Pick up the discussion of OpenFOAM reference results and carry it on after its final sentence.

• [Passage provided]:

▼▼▼

Closed shkodm closed 5 years ago
If I understand correctly, the reference results in this case were produced with a different OpenFOAM version, compiled and ran on a different machine. Therefore, I expect them to be slightly different and, after we evaluate the importance of the difference, update the reference results we will use from now on.
Overall, we should always check for the same version of everything (the oldest one we support, I would say).
The "non-significant fluctuations in the floating point numbers" is a bit tricky. If we repeat the same simulation in the same environment, we should receive identical results in our cases. A contributor should know that her changes affected the behavior (even by one digit) and she should evaluate the significance and investigate the reasons.
Apart from this, I like the idea of having a measure of the maximum difference we introduce (could be an error, could be an improvement).
Could you maybe point to some example data for your script?

▲▲▲

• [Material provided]:
▼▼▼

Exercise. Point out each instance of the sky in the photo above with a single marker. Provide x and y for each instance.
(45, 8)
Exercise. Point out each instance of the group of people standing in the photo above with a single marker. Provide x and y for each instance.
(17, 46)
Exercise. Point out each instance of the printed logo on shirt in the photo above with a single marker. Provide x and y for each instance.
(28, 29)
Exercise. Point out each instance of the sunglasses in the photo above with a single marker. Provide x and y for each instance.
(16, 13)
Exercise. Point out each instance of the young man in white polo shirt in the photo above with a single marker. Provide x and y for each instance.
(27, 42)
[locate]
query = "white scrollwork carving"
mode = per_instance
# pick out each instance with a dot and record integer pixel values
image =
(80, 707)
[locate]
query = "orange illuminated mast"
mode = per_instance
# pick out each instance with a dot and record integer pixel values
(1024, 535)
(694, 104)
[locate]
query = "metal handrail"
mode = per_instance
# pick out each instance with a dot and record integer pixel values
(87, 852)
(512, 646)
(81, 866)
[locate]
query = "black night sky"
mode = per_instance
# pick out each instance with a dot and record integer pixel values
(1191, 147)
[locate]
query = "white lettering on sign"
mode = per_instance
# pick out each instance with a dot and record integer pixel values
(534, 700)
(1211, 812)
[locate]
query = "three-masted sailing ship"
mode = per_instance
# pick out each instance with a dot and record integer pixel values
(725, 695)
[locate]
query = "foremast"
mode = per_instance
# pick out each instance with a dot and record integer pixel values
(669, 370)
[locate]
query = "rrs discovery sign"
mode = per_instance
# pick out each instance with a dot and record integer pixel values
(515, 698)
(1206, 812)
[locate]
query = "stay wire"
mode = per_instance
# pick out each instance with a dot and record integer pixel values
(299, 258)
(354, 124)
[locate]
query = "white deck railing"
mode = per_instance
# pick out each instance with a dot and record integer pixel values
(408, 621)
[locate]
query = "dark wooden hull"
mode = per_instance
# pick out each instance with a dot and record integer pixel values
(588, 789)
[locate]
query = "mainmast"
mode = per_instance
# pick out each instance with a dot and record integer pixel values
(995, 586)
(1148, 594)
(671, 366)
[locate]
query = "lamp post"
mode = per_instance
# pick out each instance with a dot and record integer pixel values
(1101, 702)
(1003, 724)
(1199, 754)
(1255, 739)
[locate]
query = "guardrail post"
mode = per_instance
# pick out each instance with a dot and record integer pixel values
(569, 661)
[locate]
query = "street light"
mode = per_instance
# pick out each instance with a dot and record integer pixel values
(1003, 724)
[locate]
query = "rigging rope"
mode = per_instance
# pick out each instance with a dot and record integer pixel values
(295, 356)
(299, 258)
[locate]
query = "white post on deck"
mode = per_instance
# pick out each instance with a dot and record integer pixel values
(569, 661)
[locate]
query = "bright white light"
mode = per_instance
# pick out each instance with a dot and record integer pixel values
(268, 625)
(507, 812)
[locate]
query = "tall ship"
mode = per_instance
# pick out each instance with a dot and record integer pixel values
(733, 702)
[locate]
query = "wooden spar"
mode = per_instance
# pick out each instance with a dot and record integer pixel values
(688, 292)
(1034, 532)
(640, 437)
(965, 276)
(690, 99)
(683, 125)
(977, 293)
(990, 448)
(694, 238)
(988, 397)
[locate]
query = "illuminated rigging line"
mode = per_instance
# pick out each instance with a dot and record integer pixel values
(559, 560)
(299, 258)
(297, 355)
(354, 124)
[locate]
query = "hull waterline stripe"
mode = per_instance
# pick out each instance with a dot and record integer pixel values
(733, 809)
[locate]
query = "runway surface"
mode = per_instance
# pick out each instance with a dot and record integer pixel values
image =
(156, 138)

▲▲▲

• [Expected output]:
Yea, you can test it with for instance:
git clone https://github.com/shkodm/systemtests
git clone https://github.com/shkodm/precice_st_output
And then to output the relative differences above 1 percent:
sh systemtests/compare_results.sh precice_st_output/Ubuntu1804/Output_of-of/ systemtests/Test_of-of.Ubuntu1604/referenceOutput/ 1
We tried it together today, here are some comments:
[x] For me it didn't work with sh
, complaining about this line:
mapfile -t array_files < <( echo "$diff_files" | sed 's/Files\|and\|differ//g' )
with this error:
systemtests/compare_results.sh: 22: systemtests/compare_results.sh: Syntax error: redirection unexpected
Executing it with bash
instead of sh
worked (what's the difference?). The reason is that, apparently, bash is not the default on Ubuntu.
[x] It would be better style that the threshold is in absolute value instead of percentage (e.g. 0.01
instead of 1
)
[x] Having an average is not really a useful metric. It should better be a maximum, or both.
When opening a PR for this, please also use a low threshold (e.g. 1e-6).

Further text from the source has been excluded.